▸ **REQUIRED WORK**
Copy everything from the line containing "# Outline the region of every instance of the green" down to the line containing "--target green mountain slope", substituting "grassy" for "green" and keeping all else the same.

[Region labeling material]
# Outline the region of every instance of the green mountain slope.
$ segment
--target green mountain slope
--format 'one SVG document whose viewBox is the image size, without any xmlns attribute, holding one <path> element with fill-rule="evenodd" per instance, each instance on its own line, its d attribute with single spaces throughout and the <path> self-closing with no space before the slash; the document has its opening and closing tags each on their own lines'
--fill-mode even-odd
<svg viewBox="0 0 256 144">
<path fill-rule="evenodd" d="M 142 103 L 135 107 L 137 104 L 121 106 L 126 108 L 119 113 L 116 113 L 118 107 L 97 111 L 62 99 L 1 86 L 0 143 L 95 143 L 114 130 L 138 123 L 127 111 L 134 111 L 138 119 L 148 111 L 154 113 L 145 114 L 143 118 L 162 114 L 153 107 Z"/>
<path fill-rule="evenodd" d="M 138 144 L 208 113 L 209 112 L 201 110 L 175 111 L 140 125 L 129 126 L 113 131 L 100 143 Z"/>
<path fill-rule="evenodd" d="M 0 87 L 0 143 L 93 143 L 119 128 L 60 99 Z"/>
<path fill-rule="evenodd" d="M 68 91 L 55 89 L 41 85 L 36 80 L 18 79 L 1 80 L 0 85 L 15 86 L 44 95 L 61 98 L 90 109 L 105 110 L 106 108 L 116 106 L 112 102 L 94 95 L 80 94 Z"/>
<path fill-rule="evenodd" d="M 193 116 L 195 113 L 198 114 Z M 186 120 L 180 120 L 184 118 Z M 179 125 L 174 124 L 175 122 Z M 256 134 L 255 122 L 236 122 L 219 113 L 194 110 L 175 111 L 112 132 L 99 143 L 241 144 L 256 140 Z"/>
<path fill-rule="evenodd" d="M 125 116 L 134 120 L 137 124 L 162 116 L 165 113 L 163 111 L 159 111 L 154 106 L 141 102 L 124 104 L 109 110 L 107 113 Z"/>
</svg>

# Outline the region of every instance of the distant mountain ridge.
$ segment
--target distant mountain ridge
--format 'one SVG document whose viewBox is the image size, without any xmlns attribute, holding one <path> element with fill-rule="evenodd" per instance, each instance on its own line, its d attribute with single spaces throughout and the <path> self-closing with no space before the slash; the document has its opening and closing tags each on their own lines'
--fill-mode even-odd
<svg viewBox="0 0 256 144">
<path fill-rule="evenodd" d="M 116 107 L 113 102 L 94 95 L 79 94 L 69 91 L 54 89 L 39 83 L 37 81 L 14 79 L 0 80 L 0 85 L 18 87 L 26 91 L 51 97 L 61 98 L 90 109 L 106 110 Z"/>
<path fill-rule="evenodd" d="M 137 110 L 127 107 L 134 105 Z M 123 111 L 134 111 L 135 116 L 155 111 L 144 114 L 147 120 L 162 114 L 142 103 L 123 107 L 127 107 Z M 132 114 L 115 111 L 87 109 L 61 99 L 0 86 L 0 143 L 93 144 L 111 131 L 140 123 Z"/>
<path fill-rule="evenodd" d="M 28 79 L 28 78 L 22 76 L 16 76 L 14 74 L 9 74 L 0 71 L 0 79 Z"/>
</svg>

---

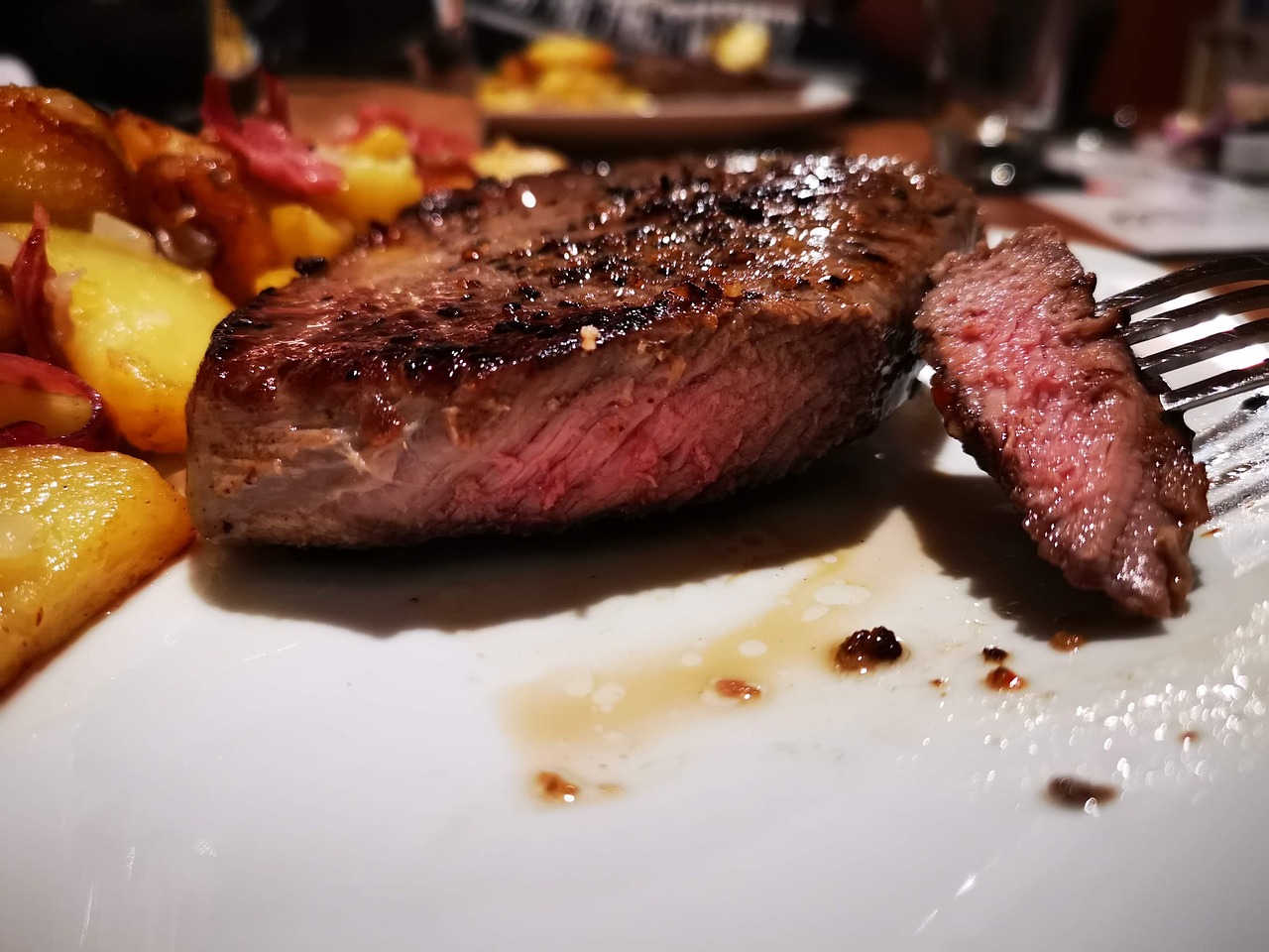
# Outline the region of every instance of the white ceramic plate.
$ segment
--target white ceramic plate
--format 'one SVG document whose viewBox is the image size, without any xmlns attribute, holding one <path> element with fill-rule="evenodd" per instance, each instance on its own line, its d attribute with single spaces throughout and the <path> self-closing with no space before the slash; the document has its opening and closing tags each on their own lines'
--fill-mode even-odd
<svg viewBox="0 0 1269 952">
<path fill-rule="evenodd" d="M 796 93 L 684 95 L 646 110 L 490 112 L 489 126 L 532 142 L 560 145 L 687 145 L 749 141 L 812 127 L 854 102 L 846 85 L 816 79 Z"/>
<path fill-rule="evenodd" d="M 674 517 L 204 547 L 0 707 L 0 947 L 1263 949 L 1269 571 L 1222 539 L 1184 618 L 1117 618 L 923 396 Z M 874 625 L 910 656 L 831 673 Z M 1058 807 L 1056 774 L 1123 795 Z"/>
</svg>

▸ **EXPECTED ANSWER**
# Outline the region of every instance of the grassy mountain slope.
$ segment
--target grassy mountain slope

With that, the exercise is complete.